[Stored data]
※ ※ ※

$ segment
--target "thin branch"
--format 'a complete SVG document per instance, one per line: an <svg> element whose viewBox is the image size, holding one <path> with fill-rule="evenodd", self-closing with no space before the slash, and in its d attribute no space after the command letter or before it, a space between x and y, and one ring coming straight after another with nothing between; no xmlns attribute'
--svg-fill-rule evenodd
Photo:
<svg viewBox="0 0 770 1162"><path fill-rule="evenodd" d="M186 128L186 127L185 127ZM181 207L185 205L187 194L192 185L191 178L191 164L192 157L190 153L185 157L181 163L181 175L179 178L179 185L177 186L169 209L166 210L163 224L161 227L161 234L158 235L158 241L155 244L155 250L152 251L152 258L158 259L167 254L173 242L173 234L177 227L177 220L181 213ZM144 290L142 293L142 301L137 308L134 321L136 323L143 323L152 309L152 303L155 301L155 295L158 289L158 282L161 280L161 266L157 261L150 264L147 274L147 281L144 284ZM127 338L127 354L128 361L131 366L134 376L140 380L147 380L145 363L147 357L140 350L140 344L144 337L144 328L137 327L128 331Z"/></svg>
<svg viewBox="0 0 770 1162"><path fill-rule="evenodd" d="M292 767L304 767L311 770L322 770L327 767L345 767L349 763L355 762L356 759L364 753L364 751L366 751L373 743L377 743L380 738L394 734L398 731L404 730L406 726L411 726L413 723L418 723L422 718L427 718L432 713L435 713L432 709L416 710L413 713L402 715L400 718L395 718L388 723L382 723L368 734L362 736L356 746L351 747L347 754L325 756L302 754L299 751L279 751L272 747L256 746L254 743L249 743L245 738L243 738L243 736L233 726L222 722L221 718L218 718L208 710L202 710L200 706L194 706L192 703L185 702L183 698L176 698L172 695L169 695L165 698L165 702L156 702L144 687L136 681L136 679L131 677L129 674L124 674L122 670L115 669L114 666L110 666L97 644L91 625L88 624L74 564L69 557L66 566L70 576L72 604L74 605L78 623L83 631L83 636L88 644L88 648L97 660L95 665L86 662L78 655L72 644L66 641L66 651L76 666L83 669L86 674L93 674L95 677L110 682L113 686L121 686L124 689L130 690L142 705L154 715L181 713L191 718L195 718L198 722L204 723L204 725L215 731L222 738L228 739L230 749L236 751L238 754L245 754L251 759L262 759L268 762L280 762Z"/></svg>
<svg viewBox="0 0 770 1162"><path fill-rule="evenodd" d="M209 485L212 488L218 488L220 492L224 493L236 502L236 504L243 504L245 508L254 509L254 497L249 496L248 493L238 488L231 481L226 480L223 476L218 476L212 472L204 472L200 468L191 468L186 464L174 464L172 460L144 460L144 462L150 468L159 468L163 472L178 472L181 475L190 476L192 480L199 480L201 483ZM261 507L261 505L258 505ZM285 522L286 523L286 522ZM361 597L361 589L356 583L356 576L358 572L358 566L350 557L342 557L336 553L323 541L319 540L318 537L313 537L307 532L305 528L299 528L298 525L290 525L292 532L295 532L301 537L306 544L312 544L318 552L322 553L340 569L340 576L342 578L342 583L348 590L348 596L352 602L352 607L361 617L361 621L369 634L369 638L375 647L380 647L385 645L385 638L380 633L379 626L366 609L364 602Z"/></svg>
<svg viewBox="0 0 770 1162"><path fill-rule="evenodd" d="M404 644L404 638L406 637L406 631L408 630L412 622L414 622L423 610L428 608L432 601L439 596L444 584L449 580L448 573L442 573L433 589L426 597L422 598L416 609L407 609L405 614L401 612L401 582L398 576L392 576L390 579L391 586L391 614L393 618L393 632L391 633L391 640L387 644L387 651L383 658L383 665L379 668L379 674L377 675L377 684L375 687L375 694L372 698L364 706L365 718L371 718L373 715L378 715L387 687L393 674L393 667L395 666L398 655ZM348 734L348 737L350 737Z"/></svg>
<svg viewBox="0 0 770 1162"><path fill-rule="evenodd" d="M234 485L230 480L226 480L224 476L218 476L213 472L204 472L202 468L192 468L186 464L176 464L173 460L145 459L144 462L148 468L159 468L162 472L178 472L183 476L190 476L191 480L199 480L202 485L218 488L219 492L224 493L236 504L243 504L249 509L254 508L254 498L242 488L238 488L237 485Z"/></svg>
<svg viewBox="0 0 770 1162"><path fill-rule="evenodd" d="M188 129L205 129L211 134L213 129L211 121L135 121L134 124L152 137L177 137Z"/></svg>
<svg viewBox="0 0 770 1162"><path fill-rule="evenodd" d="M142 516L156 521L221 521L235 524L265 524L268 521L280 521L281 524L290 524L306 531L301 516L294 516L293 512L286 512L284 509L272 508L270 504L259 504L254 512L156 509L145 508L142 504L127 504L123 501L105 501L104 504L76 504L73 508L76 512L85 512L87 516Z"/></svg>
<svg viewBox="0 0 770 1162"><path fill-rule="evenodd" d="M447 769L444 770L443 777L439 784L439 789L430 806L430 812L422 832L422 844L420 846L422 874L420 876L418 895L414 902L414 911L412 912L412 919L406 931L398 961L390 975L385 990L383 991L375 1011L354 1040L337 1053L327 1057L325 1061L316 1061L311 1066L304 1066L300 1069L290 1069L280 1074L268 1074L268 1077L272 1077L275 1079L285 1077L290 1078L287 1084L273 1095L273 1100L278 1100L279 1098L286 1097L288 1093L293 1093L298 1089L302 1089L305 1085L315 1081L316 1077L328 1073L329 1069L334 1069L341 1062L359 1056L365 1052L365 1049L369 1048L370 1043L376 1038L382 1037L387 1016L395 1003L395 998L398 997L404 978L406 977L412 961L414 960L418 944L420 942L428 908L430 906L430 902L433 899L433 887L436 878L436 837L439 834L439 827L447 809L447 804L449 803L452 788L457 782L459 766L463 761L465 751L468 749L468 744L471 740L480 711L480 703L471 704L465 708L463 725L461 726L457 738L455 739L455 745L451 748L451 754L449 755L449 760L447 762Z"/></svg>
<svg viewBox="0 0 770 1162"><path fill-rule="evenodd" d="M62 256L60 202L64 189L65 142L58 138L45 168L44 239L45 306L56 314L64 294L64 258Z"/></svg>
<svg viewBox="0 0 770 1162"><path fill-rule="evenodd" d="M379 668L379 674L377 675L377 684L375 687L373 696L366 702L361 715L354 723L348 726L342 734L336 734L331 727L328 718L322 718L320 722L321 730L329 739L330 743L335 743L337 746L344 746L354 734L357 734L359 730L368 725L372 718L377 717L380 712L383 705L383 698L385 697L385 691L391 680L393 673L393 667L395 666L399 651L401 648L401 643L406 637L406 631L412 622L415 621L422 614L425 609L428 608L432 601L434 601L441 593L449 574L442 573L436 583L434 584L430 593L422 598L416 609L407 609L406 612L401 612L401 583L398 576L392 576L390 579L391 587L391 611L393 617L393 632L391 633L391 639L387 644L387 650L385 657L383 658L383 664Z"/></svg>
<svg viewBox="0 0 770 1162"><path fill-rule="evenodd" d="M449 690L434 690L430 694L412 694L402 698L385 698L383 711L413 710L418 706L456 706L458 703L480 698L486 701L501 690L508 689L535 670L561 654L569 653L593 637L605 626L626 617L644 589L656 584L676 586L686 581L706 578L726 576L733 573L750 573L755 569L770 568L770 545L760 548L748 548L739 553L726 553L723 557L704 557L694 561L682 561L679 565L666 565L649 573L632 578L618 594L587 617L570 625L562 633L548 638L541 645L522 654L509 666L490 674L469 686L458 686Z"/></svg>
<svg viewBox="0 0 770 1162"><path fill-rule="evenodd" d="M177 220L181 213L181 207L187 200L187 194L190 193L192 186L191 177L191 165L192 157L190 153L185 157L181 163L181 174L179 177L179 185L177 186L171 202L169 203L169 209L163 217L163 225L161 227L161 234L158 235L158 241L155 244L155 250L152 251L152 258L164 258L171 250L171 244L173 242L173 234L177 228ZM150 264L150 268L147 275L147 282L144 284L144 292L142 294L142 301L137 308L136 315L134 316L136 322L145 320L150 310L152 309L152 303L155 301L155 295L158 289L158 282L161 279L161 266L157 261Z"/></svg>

※ ※ ※

Task to carry out
Reproduce the items from the beginning through the line containing "128L186 127L185 127ZM181", substituting "slender twig" for "thin branch" and keeping everything else unchanged.

Solved exercise
$ segment
--target "slender twig"
--format 'a complete SVG document per instance, one per line: an <svg> element whose viewBox is the image size, holding one <path> with fill-rule="evenodd", self-closing with no space before the slash, and in its d attribute no space after the command letter or before it, a space between x and y, and one ring coming straight after another with nothing between; no xmlns attribute'
--svg-fill-rule evenodd
Photo:
<svg viewBox="0 0 770 1162"><path fill-rule="evenodd" d="M186 128L186 127L185 127ZM181 207L185 205L187 194L192 185L191 178L191 164L192 157L190 153L185 157L181 163L181 175L179 178L179 185L177 186L169 209L166 210L163 224L161 227L161 234L158 235L158 241L155 244L155 250L152 251L152 258L158 259L167 254L173 242L173 234L177 227L177 220L181 213ZM144 290L142 293L142 301L137 308L134 321L136 323L143 323L152 309L152 303L155 301L155 295L158 289L158 282L161 280L161 266L157 261L150 264L147 274L147 281L144 284ZM127 338L127 354L128 361L131 366L134 376L140 380L147 380L145 363L147 357L140 350L140 344L144 337L144 328L137 327L128 331Z"/></svg>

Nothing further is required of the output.